─── DATASET EXCERPTS

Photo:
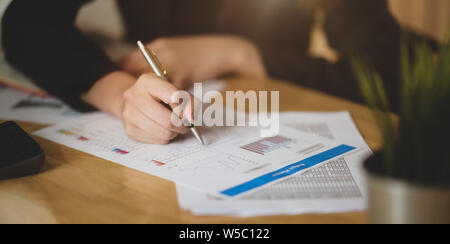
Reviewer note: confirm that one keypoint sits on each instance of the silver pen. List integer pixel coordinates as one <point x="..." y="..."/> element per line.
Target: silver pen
<point x="153" y="61"/>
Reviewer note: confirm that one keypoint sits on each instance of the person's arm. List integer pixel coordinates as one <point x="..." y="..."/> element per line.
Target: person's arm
<point x="41" y="40"/>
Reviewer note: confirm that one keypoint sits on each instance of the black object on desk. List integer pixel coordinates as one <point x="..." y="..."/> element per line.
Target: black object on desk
<point x="20" y="155"/>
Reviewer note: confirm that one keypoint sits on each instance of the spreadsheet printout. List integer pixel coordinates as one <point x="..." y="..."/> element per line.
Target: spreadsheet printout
<point x="236" y="161"/>
<point x="334" y="187"/>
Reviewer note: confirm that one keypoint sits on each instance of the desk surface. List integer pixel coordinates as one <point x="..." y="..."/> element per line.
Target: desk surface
<point x="75" y="187"/>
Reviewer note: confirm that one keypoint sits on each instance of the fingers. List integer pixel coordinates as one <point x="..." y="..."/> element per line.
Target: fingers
<point x="151" y="107"/>
<point x="143" y="129"/>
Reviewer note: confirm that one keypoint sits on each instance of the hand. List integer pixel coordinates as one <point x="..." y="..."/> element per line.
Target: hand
<point x="201" y="58"/>
<point x="144" y="117"/>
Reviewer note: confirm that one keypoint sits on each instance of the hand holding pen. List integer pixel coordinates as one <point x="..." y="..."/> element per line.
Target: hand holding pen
<point x="161" y="73"/>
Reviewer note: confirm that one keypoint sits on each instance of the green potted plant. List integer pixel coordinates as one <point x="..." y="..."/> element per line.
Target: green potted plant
<point x="409" y="179"/>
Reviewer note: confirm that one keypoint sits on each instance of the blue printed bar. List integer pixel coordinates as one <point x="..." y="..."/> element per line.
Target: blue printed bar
<point x="288" y="170"/>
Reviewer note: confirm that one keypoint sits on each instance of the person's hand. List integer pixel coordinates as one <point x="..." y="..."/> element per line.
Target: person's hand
<point x="201" y="58"/>
<point x="144" y="117"/>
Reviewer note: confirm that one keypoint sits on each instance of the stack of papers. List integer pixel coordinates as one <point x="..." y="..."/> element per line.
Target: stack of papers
<point x="336" y="186"/>
<point x="312" y="166"/>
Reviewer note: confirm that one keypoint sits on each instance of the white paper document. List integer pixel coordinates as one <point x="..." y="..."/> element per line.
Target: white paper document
<point x="15" y="105"/>
<point x="337" y="186"/>
<point x="236" y="162"/>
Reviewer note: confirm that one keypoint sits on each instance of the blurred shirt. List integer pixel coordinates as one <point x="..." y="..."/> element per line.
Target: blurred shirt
<point x="41" y="40"/>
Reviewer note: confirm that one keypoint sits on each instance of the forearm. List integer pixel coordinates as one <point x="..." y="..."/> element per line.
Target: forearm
<point x="107" y="93"/>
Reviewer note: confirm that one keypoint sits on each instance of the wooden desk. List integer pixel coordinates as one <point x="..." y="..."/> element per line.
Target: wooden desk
<point x="75" y="187"/>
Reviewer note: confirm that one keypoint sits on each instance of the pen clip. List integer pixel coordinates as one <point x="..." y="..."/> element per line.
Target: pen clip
<point x="155" y="58"/>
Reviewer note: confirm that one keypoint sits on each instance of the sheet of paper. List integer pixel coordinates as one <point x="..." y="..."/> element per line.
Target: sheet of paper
<point x="337" y="186"/>
<point x="15" y="105"/>
<point x="235" y="163"/>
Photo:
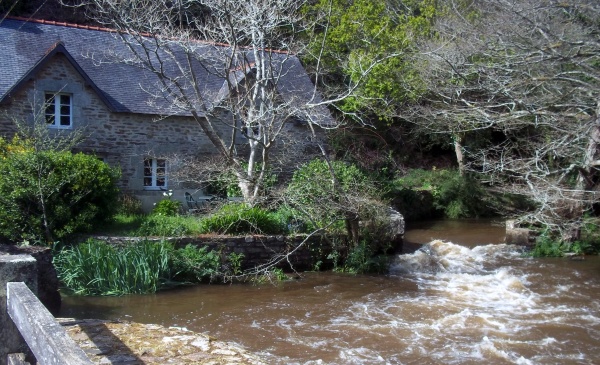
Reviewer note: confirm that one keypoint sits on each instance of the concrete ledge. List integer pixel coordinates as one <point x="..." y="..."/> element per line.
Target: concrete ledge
<point x="46" y="338"/>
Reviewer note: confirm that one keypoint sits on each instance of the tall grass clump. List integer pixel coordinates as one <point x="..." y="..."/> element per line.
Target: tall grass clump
<point x="241" y="219"/>
<point x="97" y="268"/>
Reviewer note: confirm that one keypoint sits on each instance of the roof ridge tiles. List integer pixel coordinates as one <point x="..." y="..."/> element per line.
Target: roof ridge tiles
<point x="109" y="30"/>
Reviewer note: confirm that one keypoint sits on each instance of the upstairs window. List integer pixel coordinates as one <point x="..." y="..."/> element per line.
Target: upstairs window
<point x="155" y="173"/>
<point x="59" y="110"/>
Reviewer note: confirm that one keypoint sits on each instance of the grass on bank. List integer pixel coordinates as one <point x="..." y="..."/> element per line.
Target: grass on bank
<point x="95" y="267"/>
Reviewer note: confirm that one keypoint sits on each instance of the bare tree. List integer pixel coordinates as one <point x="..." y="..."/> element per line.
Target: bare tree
<point x="527" y="71"/>
<point x="246" y="48"/>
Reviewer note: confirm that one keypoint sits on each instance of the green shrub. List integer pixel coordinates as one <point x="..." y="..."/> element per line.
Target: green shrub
<point x="129" y="205"/>
<point x="362" y="260"/>
<point x="168" y="226"/>
<point x="52" y="194"/>
<point x="97" y="268"/>
<point x="167" y="207"/>
<point x="234" y="218"/>
<point x="546" y="246"/>
<point x="312" y="191"/>
<point x="195" y="264"/>
<point x="439" y="193"/>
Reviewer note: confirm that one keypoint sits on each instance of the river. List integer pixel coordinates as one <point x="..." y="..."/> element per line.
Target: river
<point x="463" y="298"/>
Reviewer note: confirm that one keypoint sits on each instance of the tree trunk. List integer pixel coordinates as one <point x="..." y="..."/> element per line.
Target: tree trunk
<point x="460" y="159"/>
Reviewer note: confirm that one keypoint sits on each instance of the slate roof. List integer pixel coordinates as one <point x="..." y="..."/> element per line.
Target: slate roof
<point x="25" y="46"/>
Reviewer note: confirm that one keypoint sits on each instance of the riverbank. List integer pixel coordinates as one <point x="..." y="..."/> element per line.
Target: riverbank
<point x="119" y="342"/>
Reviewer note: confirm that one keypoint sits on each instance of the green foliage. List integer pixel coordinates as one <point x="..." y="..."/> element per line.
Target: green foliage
<point x="167" y="207"/>
<point x="362" y="33"/>
<point x="97" y="268"/>
<point x="235" y="261"/>
<point x="236" y="218"/>
<point x="363" y="260"/>
<point x="168" y="226"/>
<point x="195" y="264"/>
<point x="314" y="194"/>
<point x="52" y="194"/>
<point x="432" y="193"/>
<point x="547" y="246"/>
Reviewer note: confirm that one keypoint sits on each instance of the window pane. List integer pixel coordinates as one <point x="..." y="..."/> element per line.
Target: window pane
<point x="49" y="108"/>
<point x="49" y="118"/>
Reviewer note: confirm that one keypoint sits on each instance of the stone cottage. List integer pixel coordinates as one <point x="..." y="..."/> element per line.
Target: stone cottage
<point x="69" y="76"/>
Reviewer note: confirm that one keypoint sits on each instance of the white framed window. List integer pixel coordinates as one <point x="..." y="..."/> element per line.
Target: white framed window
<point x="59" y="110"/>
<point x="155" y="173"/>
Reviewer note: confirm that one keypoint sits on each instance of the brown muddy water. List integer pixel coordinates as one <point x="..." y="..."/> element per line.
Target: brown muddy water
<point x="462" y="298"/>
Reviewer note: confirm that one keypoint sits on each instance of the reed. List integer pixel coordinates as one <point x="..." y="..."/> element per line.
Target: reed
<point x="97" y="268"/>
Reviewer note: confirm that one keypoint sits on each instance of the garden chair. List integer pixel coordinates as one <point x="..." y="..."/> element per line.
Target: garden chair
<point x="191" y="203"/>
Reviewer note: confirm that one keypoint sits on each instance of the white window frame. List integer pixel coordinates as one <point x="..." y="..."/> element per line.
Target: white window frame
<point x="155" y="173"/>
<point x="54" y="104"/>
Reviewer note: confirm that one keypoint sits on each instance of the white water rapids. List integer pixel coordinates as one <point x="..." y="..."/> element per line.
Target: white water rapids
<point x="470" y="306"/>
<point x="443" y="304"/>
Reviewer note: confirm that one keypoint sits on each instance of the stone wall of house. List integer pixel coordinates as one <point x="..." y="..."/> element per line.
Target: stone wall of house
<point x="125" y="139"/>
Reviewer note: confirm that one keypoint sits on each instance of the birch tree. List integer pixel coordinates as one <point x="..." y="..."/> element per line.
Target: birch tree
<point x="248" y="47"/>
<point x="529" y="72"/>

──────

• [ASSIGNMENT] Beginning at the line that holds "of the garden", reproduce each line of the records above down to and including the last one.

• [RESULT]
Reviewer note: confirm that one keypoint sits on each instance of the garden chair. List integer pixel coordinates as one <point x="..." y="..."/> element per line.
Target: garden chair
<point x="191" y="203"/>
Reviewer note: confirm that one keypoint sits on each instance of the white window frame. List integer pixel coordinates as one <point x="..." y="..."/> element per line.
Target: white window frame
<point x="155" y="173"/>
<point x="54" y="104"/>
Reviewer note: confirm that one keypoint sits on each instance of the white water rapids. List integer pixel coordinates as one <point x="..." y="..."/> element per line.
Target: white water rapids
<point x="470" y="306"/>
<point x="443" y="304"/>
Reviewer note: confirm that one keypoint sits on each instance of the stone wall of house. List integer pixel coordinates as one <point x="..." y="..."/> element per line.
Target: stone wall of house
<point x="125" y="139"/>
Reviewer note: confirm that one keypoint sits on each instance of the birch tree. List integer pixel coordinates as one <point x="..." y="..."/> element per line.
Target: birch tree
<point x="248" y="47"/>
<point x="529" y="72"/>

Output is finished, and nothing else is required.